----- Data for processing

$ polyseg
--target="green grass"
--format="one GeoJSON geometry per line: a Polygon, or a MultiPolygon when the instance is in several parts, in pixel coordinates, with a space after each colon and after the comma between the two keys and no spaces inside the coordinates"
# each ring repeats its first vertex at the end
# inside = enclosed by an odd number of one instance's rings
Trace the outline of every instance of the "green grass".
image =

----------
----- Data for processing

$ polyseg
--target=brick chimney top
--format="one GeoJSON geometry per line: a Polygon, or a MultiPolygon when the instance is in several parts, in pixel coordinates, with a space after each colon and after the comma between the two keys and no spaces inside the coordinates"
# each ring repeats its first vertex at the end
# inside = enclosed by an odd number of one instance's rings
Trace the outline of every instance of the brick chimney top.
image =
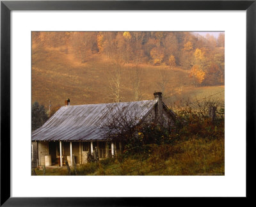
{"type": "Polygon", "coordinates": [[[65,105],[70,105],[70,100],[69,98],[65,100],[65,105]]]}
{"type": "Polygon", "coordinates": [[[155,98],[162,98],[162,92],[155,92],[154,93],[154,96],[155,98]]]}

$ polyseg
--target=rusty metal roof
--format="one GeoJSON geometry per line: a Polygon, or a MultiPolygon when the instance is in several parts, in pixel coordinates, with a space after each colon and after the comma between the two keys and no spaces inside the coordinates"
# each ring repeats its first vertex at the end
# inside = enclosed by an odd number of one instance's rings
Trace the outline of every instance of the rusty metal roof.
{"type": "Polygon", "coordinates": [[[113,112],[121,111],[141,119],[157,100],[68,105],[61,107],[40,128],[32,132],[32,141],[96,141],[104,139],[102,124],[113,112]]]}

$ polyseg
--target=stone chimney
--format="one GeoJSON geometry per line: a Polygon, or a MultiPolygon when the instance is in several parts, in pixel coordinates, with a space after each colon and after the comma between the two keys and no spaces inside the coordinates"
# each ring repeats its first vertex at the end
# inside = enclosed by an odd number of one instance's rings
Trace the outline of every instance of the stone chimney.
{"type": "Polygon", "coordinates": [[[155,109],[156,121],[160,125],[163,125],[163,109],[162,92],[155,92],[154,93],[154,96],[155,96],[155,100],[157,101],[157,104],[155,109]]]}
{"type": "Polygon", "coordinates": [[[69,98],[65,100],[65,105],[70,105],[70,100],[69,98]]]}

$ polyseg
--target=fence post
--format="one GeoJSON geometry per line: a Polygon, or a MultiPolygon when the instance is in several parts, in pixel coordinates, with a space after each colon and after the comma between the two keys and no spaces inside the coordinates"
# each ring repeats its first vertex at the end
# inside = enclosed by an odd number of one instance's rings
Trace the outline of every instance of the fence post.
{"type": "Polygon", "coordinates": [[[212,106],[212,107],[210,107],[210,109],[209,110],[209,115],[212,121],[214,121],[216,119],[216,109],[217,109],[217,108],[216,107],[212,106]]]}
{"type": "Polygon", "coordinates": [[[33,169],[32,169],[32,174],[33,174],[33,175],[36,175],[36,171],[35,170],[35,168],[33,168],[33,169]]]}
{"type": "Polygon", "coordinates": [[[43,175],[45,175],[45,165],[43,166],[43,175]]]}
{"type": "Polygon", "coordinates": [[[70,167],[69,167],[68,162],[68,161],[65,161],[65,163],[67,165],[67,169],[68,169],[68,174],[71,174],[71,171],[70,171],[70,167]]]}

----------

:: What you are asked to do ::
Which lines in the listing above contain the word "metal"? Collect every one of them and copy each line in full.

:: Solution for this problem ::
--target=rusty metal roof
Trace the outline of every instance of the rusty metal roof.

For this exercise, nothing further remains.